**Assignment**
When a picture appears in the listing, leave it out and copy the rest exactly as it stands.

**The input**
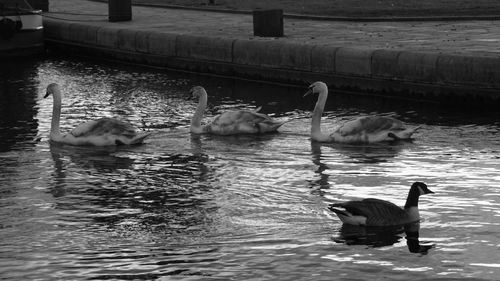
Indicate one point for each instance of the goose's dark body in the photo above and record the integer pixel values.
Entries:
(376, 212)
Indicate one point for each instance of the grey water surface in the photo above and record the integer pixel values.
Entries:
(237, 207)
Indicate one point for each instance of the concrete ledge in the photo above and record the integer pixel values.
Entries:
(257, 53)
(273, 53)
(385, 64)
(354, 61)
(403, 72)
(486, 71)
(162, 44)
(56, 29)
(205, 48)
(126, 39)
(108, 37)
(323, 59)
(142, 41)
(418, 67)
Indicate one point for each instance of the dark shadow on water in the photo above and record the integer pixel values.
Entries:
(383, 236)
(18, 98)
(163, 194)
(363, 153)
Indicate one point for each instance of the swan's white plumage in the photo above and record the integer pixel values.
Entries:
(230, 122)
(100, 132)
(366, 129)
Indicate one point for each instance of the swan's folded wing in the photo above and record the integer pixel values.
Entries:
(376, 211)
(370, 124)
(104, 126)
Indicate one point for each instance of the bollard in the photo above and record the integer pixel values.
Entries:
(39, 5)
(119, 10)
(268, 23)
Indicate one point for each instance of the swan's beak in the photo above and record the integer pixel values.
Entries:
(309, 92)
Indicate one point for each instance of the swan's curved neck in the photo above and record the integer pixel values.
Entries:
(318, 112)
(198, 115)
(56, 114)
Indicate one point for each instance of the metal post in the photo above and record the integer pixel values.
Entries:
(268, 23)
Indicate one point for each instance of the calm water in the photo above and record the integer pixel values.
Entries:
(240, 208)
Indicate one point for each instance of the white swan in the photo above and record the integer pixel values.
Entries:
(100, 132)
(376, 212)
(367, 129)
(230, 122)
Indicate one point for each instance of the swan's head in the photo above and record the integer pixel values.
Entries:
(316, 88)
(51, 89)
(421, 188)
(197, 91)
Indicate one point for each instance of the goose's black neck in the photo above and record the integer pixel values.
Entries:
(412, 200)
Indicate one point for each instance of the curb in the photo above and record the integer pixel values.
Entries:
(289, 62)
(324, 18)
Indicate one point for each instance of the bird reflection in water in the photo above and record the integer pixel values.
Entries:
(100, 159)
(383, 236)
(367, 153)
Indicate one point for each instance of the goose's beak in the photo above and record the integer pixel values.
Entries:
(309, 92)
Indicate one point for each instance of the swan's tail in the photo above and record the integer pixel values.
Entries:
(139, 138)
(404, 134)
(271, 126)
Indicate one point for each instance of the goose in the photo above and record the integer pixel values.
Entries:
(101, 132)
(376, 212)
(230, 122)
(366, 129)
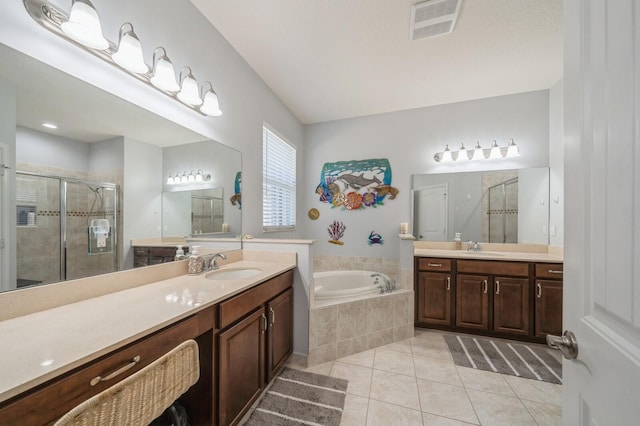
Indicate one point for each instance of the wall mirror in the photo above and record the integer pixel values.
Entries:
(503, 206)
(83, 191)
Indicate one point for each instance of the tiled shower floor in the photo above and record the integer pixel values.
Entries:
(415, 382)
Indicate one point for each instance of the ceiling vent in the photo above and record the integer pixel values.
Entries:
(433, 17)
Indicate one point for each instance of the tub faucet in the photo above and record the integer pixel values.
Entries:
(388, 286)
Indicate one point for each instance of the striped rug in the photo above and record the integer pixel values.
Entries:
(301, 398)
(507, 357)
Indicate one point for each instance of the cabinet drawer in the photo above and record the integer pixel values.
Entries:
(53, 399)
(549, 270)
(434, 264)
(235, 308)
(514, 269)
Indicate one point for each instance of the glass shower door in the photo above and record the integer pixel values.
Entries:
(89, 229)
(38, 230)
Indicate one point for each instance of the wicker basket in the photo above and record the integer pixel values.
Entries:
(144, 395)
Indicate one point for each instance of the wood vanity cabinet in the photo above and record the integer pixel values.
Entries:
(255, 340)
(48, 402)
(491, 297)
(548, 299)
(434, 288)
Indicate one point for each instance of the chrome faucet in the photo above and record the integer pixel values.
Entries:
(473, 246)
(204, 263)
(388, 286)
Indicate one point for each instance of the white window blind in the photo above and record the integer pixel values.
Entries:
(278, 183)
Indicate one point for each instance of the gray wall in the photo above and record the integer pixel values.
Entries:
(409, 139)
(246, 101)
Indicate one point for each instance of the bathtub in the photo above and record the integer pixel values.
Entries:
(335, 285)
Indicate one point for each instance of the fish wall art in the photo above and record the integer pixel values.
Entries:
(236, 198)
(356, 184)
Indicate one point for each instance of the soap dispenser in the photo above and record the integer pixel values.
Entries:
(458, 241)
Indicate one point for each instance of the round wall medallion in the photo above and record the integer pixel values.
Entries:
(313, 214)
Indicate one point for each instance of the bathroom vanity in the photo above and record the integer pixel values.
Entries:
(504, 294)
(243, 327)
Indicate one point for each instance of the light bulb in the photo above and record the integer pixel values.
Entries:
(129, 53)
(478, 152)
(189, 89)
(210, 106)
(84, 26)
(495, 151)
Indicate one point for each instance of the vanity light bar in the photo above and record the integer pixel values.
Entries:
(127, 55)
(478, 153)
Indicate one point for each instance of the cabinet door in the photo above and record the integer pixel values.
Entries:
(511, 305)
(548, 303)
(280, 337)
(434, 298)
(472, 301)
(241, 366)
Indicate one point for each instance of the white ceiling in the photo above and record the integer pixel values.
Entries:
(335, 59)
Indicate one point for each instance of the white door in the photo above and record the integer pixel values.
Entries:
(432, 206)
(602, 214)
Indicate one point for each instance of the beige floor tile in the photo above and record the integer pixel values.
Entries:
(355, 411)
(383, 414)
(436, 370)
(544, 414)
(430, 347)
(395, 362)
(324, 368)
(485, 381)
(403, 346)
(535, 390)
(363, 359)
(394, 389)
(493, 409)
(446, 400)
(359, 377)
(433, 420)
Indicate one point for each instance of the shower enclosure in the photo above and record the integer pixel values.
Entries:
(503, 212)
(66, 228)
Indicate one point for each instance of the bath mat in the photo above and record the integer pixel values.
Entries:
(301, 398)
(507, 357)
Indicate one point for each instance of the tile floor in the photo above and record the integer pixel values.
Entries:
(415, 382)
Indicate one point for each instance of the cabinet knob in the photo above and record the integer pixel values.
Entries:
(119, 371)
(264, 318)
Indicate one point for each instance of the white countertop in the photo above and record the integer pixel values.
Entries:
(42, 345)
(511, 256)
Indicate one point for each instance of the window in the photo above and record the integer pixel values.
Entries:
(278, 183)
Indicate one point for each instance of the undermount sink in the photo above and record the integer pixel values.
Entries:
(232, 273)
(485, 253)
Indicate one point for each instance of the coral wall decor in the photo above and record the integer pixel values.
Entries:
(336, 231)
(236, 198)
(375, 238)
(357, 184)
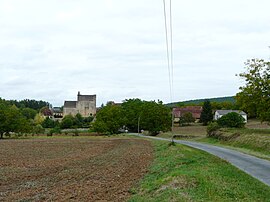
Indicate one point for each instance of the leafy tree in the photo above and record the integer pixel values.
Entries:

**Finished exercise**
Indicate one point for each instance of the goose's dark body in the photo above and record the integer pixel values.
Entries:
(376, 212)
Indicate one point for each instance of the grey water surface in the photo above and record the integer pixel values.
Entries:
(237, 207)
Indicate one point for each instance of the concrete ledge in the photo above and record the integer pixel values.
Entries:
(257, 53)
(273, 53)
(385, 64)
(354, 61)
(403, 72)
(486, 71)
(162, 44)
(56, 29)
(205, 48)
(126, 39)
(108, 37)
(323, 59)
(142, 41)
(418, 67)
Indicate one point for each instance of the dark shadow on water in the photo above and record the integer pixel values.
Entries:
(383, 236)
(18, 98)
(163, 194)
(363, 153)
Indicate one point for each instance of the swan's white plumage in the photo above and record the integer pixel values.
Entries:
(230, 122)
(100, 132)
(366, 129)
Indicate one point for each instance of the swan's folded wing in the photo above and record the integer pixel values.
Entries:
(376, 211)
(370, 124)
(104, 126)
Indicate one point for each instance of the bollard in the photo above and record the integer pixel values.
Entries:
(39, 5)
(119, 10)
(268, 23)
Indicate one point for each instance of the swan's beak in the photo above and record the integer pixel values.
Entries:
(309, 92)
Indicate one point for each instance of the swan's curved neck in the photo above and record the integer pixel values.
Entries:
(318, 112)
(198, 115)
(56, 114)
Indicate one point for each instance of the metal post in the photo above and record the integer pixel values.
Entries:
(268, 23)
Indicate one point for each instance of the calm water in the photo above and record the integer pixel values.
Entries:
(240, 208)
Indicate one point for each instance of the white swan in the photo above and record the integer pixel values.
Entries:
(100, 132)
(376, 212)
(367, 129)
(230, 122)
Indicate one point for each instance of the swan's head in the photo above and record the integer pixel values.
Entries:
(316, 88)
(51, 89)
(421, 188)
(197, 91)
Indicate one point for each instance of the goose's black neck in the photo above and record the integer pixel values.
Entries:
(412, 200)
Indicate one point for each instance of the curb in the photo above and record the integer pixel values.
Entries:
(289, 62)
(324, 18)
Indicate one point for each instance of the bird reflection in water in the photo above and record the integer pixel values.
Entries:
(100, 159)
(383, 236)
(367, 153)
Indicate one point for each instance of the goose's beak in the photo above and record the integer pixel values.
Entries:
(309, 92)
Indicate one point for each instance of the swan's tail in the photo above and record the integer pixel values.
Entries:
(139, 138)
(404, 134)
(271, 126)
Indicate one point for each instance of the goose in the photo above and record the integer pixel values.
Entries:
(101, 132)
(376, 212)
(230, 122)
(366, 129)
Indicate one point for each instance of the wall mirror in the photo above and record the integer pixel values.
Entries:
(503, 206)
(83, 191)
Indicate one point for each instance of the tiled shower floor in the photo above and record the integer pixel values.
Entries:
(415, 382)
Indicate one point for each instance of the ceiling vent in the photo above and record the integer pixel values.
Entries:
(433, 17)
Indicate one point for each instance of the tub faucet in the photo above and record the integer pixel values.
Entries:
(388, 286)
Indicate one point for each instance of the striped rug in the photo above and record the integer pixel values.
Entries:
(301, 398)
(507, 357)
Indicate one point for each instance of the cabinet drawer in the photo above and record the integer pixel values.
Entries:
(53, 399)
(549, 270)
(434, 264)
(235, 308)
(514, 269)
Indicate one point for each instance of the glass shower door in the photo above and record the integer pixel values.
Entries:
(89, 229)
(38, 230)
Indicate one point for each instance of the wicker basket in the photo above and record the integer pixel values.
Entries:
(144, 395)
Indicate one point for each instance of the wood vanity cabinet in the photo above and record the integer pixel values.
Entries:
(255, 340)
(48, 402)
(491, 297)
(548, 299)
(434, 288)
Indicate one point for each instance of the chrome faucet in the photo above and record the integer pixel values.
Entries:
(473, 246)
(204, 263)
(388, 286)
Indicate one point for each instance of the white window blind in the photo above and record the integer pixel values.
Entries:
(278, 183)
Indicate one point for each instance of the gray wall in the photo above and record the integer pixel values.
Entries:
(409, 139)
(246, 101)
Indicate one point for each instance of the bathtub in the photo above and record the integer pixel values.
Entries:
(335, 285)
Indicate one point for each instance of the fish wall art in the photo above and record the integer pixel values.
Entries:
(236, 198)
(356, 184)
Indicate one point for each instance of the soap dispenser in the photo above and record the integer pixel values.
Entries:
(458, 241)
Indicate one point for each instance of the round wall medallion in the photo above and record the integer pixel values.
Entries:
(313, 214)
Indicate one point for each instance of the bathroom vanity in the photo above and record the integer pixel values.
Entries:
(504, 294)
(243, 327)
Indicate one point for each instance of the light bulb in the photo above and record the integer pixel values.
Entries:
(129, 53)
(478, 152)
(189, 89)
(210, 106)
(84, 26)
(495, 151)
Indicate one point for each instance of the vanity light bar in the photo above and record the integer pixel values.
Entries:
(127, 55)
(478, 153)
Indicate one point for each instance of the cabinet door in the photo above and record the integer pixel values.
Entries:
(511, 305)
(548, 303)
(280, 337)
(434, 298)
(472, 301)
(241, 366)
Indicate one point for each instance of the white ceiling in the photo above and record the integer pixel values.
Entries:
(335, 59)
Indicate one point for each instance of the white door in the photo above and record the integer pixel values.
Entries:
(432, 206)
(602, 214)
Indicate one point for each instance of the beige floor tile in the photo above and record the integer pixel values.
Entries:
(355, 411)
(383, 414)
(436, 370)
(544, 414)
(430, 347)
(395, 362)
(324, 368)
(485, 381)
(403, 346)
(535, 390)
(363, 359)
(394, 389)
(493, 409)
(446, 400)
(359, 377)
(433, 420)
Indicate one point for each instance of the shower enclosure in the photo above and record the integer pixel values.
Entries:
(503, 212)
(66, 228)
Indicate one point for each instance of the bath mat in the photo above and record the integer pixel values.
Entries:
(301, 398)
(507, 357)
Indicate one point for each instance of the tile floor in the photo above and record the integer pixel values.
Entries:
(415, 382)
Indicate one point for each instance of the cabinet knob in the photo above and record the integer pixel values.
Entries:
(119, 371)
(264, 318)
Indicate one point for each instance of the white countertop in the photo above and record the integer pixel values.
Entries:
(42, 345)
(511, 256)
Indicate one point for each instance of the window in the photo above and record the integer pixel values.
Entries:
(278, 183)
Indicate one point for each instance of the undermount sink in the photo above and record the integer pixel values.
Entries:
(232, 273)
(485, 253)
Indicate one point for each instance of the coral wall decor in the photo above and record the integer pixel values.
Entries:
(336, 231)
(236, 198)
(375, 238)
(357, 184)
Indicate one point for each instance of the leafy tree in the photo above and record the integer pixel values.
Entries:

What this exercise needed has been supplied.